Text section >>
EGU23-6104
https://doi.org/10.5194/egusphere-egu23-6104
EGU General Assembly 2023
© Author(s) 2023. This work is distributed under
the Creative Commons Attribution 4.0 License.

Soft X-ray Imaging of Earth’s Magnetopause under Different Solar Wind Conditions: Three-Dimensional Global Hybrid Simulations

Jin Guo1,2, Tianran Sun3, San Lu1,2, Quanming Lu1,2, Yu Lin4, Xueyi Wang4, Kai Huang1,2, and Rongsheng Wang1,2
Jin Guo et al.
  • 1University of Science and Technology of China, School of Earth and Space Sciences, CAS Key Lab of Geospace Environment, China (gj0507@mail.ustc.edu.cn)
  • 2CAS Center for Excellence in Comparative Planetology, Hefei, China
  • 3National Space Science Center, Chinese Academy of Sciences, Beijing, China
  • 4Physics Department, Auburn University, Auburn, AL, USA

Earth’s magnetopause is a thin boundary separating the shocked solar wind plasma from the magnetospheric plasmas, and it is also the boundary of the solar wind energy transport to the magnetosphere. Soft X-ray imaging allows investigation of the large-scale magnetopause by providing a two-dimensional (2-D) global view from a satellite. However, it is challenging to derive information about the three-dimensional (3-D) magnetopause from a 2-D X-ray image. By performing 3-D global hybrid simulations, we obtain the soft X-ray imaging of Earth’s magnetopause under different solar wind conditions. The soft X-ray images observed by a hypothetical satellite are shown, and the location of the magnetopause, the cusps, and the magnetosheath are all identified in the X-ray images. Although there is a large amplitude fluctuation of the X-ray emissivity in the magnetosheath, the maximum X-ray intensity matches the tangent directions of the magnetopause well, which indicates that the magnetopause location can be identified from the 2-D X-ray images. Moreover, the magnetopause location can be identified with different positions of the satellite. We also find that solar wind conditions have little effect on the magnetopause identification. The Solar wind Magnetosphere Ionosphere Link Explorer (SMILE) mission will provide the X-ray images of the magnetopause for the first time, and our global hybrid simulation results can help better understand the 2-D X-ray images of the magnetopause from a 3-D perspective, with particle kinetic effects considered.

(Raw records)

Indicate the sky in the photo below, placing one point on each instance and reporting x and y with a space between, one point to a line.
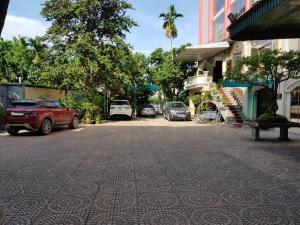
24 19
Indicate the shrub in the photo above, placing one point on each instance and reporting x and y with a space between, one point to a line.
269 118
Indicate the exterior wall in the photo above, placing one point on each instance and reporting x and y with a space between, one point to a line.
208 14
191 104
285 88
43 93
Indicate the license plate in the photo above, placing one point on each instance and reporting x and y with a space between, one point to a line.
17 114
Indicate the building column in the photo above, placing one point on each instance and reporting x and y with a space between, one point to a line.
211 22
248 5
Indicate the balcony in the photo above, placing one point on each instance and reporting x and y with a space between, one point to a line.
201 81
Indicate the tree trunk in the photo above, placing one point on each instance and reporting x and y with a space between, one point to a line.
3 11
272 105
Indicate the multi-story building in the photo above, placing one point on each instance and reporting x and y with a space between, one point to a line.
216 52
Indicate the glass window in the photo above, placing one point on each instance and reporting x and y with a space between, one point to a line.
295 105
219 4
120 102
219 28
177 105
238 7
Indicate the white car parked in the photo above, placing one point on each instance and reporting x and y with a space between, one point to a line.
120 108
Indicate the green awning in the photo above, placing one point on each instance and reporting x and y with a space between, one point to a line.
268 19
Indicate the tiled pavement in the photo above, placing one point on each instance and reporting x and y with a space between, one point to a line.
150 175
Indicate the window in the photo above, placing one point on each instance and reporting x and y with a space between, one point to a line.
219 28
295 105
238 7
219 4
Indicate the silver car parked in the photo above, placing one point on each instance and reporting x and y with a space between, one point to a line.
176 111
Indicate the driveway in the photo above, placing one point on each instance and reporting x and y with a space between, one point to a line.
150 172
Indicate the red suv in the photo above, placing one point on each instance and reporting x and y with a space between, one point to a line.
40 116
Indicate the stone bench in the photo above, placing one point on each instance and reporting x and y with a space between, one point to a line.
284 129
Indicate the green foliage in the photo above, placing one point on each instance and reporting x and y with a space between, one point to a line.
88 42
269 118
169 22
169 75
197 99
98 119
72 100
267 69
2 111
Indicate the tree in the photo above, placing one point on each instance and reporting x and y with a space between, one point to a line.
88 40
169 24
24 58
267 69
3 11
168 74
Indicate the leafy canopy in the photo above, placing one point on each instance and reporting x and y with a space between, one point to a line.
168 74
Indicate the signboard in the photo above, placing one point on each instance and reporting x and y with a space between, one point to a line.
209 114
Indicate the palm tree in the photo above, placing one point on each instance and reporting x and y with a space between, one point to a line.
3 11
169 24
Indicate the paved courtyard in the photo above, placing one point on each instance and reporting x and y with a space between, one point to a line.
150 172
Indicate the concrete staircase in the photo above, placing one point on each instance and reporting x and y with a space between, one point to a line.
233 99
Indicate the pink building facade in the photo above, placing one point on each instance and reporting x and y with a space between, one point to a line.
213 18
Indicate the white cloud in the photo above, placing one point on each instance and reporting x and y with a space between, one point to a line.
21 26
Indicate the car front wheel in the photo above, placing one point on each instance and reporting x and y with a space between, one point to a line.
46 127
74 123
12 131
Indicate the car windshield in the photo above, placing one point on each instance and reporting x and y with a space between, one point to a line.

Work to be completed >> From the abstract on soft X-ray imaging of Earth's magnetopause, extract word for word everything from "Jin Guo1,2, Tianran" down to "Environment, China (gj0507@mail.ustc.edu.cn)".

Solution below >>
Jin Guo1,2, Tianran Sun3, San Lu1,2, Quanming Lu1,2, Yu Lin4, Xueyi Wang4, Kai Huang1,2, and Rongsheng Wang1,2
Jin Guo et al.
  • 1University of Science and Technology of China, School of Earth and Space Sciences, CAS Key Lab of Geospace Environment, China (gj0507@mail.ustc.edu.cn)